# TEXTO EXTRAÍDO
****************

En Argentina, está probado que el breve gobierno de Mauricio Macri actuó a los fines de movilizar el aparato judicial contra la izquierda y los movimientos sociales. La gestión caótica de la economía hizo que sus intentos fracasaran, pero mientras el sistema financiero internacional sofoca al gobierno popular electo durante la primera vuelta de 2019, el partido de derecha del fugaz expresidente no deja de acumular fuerza.
En Ecuador, a pesar de la victoria de 2017, la persecución judicial desplegada contra la izquierda no se hizo esperar y Lenin Moreno, presidente electo en dicho proceso, rompió con Rafael Correa, su padrino político, y adoptó la agenda de la derecha.
En 2019, la presión militar vestida con ropajes institucionales, confeccionados especialmente por la Organización de los Estados Americanos (OEA) que denunció un supuesto fraude electoral, forzó a Evo Morales a renunciar después de haber triunfado en su carrera presidencial durante la primera vuelta y por cuarta vez consecutiva. Una legisladora de la oposición de minoría tomó el gobierno de forma ilegal y prolongó cuanto pudo la convocatoria a nuevas elecciones mientras reprimía en las calles a los movimientos sociales. El gobierno de Donald Trump no tardó en reconocer al gobierno golpista.
Gracias a la presión popular, el partido de Evo logró revertir el golpe y forzar la realización de nuevas elecciones, que el MAS ganó —de nuevo— en primera vuelta, aunque nada de eso evitó una nueva trama golpista más «clásica», felizmente desbaratada. Sin considerar los estragos humanitarios producidos por el breve gobierno de la derecha golpista, los mismos sectores que lo impulsaron no cesan en sus intentos de voltear al gobierno electo en 2020.

****************

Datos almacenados
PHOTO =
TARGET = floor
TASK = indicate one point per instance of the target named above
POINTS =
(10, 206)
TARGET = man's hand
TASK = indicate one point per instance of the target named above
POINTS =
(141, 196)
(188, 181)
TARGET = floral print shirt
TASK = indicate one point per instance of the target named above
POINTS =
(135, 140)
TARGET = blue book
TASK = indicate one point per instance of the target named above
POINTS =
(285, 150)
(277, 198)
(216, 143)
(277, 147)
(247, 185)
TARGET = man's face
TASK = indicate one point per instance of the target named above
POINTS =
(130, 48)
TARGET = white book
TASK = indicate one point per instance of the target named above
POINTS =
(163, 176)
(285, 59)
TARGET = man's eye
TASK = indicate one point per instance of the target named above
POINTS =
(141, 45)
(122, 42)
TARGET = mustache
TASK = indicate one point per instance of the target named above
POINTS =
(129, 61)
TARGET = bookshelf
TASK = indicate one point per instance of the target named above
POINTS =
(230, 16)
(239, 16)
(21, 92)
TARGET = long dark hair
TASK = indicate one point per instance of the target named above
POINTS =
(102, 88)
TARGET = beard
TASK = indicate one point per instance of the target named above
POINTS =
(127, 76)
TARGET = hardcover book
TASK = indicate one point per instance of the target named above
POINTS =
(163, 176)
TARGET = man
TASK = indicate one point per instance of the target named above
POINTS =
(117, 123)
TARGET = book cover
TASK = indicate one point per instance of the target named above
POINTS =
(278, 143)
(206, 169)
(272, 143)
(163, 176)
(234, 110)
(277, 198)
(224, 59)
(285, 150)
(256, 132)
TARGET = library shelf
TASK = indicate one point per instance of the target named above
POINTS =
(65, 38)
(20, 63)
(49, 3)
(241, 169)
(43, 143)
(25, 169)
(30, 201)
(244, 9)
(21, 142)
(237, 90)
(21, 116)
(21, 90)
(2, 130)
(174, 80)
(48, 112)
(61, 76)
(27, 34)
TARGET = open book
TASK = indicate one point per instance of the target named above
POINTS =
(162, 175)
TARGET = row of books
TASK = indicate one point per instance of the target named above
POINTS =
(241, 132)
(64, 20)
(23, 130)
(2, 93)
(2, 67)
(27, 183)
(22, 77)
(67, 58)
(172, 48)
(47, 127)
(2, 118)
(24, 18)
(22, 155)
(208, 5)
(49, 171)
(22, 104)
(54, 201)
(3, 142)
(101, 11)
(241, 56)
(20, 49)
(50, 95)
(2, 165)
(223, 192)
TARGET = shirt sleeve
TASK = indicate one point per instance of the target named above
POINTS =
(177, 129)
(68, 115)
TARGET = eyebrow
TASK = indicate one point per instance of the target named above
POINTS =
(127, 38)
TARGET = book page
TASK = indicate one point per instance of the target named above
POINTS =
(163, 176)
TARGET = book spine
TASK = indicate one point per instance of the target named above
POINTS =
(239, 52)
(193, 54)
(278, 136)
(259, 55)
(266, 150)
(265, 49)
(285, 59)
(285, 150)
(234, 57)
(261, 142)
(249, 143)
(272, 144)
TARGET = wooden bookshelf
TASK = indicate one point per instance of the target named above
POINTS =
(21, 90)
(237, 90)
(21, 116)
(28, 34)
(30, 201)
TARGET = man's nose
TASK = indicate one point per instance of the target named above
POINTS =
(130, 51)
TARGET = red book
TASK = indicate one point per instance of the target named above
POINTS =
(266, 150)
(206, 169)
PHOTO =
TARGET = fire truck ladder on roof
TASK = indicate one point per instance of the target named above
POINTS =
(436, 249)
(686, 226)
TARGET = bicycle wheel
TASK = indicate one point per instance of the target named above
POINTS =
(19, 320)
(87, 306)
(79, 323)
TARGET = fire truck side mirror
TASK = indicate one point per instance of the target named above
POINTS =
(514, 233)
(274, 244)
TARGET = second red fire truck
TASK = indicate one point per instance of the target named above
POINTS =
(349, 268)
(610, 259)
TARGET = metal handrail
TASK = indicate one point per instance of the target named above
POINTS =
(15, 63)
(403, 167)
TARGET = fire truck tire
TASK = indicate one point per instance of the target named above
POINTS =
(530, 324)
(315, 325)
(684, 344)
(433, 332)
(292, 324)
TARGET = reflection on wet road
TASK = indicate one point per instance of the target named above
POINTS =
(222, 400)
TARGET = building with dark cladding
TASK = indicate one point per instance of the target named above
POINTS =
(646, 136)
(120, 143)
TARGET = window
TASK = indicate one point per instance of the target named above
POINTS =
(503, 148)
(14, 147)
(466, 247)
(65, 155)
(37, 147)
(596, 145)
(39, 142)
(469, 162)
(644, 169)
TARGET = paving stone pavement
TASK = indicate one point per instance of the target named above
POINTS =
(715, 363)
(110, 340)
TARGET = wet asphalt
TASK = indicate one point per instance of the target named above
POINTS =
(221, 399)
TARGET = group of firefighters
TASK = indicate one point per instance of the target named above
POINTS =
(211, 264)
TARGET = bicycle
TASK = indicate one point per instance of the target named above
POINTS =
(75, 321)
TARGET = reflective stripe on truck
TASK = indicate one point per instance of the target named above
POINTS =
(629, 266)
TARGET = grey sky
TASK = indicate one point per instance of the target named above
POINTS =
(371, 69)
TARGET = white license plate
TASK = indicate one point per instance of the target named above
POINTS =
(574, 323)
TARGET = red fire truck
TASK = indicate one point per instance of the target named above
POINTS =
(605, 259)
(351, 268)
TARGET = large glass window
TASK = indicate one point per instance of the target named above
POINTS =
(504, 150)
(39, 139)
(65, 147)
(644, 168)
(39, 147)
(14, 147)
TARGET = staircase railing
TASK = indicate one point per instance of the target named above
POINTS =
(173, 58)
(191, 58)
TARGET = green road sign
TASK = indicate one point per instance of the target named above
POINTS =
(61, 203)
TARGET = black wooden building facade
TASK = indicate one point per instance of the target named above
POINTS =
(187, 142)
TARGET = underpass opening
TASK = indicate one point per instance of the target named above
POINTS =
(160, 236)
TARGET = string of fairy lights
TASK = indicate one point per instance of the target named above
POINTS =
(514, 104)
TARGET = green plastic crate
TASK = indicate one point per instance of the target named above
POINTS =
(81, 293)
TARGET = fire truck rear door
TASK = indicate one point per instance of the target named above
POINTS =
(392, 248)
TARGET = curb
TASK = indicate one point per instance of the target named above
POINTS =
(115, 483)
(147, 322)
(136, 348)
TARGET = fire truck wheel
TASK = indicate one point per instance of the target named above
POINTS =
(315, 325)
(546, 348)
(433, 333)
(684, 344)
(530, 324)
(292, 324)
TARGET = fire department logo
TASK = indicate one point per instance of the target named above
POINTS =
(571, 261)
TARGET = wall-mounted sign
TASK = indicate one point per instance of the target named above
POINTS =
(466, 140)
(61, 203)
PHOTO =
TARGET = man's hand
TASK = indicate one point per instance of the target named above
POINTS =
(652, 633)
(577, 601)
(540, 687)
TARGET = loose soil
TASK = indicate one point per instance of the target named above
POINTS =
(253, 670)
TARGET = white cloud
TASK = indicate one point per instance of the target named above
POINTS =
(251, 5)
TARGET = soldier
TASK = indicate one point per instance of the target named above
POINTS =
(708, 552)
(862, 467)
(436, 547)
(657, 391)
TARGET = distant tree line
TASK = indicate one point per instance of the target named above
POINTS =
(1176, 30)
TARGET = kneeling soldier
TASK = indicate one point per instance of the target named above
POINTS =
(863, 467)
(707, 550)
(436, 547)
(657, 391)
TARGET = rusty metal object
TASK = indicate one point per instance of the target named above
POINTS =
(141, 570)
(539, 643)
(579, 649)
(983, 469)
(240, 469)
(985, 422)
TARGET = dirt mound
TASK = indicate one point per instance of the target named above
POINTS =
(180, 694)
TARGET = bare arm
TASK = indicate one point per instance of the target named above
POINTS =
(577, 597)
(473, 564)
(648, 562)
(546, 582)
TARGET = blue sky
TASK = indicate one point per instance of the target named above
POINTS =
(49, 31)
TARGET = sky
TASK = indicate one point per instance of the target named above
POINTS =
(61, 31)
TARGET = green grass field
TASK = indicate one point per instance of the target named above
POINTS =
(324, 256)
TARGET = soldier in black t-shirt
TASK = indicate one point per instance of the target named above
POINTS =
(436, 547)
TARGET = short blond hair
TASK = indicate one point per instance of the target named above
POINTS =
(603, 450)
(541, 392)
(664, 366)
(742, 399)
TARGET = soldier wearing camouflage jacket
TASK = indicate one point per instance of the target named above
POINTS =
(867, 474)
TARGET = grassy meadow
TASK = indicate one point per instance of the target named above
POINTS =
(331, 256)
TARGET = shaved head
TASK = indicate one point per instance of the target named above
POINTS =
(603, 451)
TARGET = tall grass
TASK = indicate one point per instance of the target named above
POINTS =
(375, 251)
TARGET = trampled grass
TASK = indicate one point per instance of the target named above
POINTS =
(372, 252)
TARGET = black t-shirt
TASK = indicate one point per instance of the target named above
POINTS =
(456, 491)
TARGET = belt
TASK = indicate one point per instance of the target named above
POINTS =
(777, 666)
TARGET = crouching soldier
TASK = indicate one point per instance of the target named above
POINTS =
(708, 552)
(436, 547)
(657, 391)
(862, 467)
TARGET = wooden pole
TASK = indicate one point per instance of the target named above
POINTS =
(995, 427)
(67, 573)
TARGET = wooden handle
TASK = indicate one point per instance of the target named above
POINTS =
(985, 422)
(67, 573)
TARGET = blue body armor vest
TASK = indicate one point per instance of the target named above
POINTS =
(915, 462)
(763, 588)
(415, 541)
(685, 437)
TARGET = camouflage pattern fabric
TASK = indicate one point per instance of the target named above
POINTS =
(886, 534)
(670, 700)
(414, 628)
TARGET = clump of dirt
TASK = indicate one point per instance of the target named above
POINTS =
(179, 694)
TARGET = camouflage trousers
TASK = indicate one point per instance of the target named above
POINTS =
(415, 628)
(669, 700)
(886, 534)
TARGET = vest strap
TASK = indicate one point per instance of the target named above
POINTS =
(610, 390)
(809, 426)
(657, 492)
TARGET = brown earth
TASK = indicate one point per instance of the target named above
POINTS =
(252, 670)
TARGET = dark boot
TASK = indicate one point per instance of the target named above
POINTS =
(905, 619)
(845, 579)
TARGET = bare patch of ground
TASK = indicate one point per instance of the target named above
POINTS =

****************

Copia el texto extraído comenzando en "En Argentina, está" y terminando en "de acumular fuerza.", pero cambia "caótica" por "desordenada". Estos datos son un material aparte e independiente del texto extraído.

En Argentina, está probado que el breve gobierno de Mauricio Macri actuó a los fines de movilizar el aparato judicial contra la izquierda y los movimientos sociales. La gestión desordenada de la economía hizo que sus intentos fracasaran, pero mientras el sistema financiero internacional sofoca al gobierno popular electo durante la primera vuelta de 2019, el partido de derecha del fugaz expresidente no deja de acumular fuerza.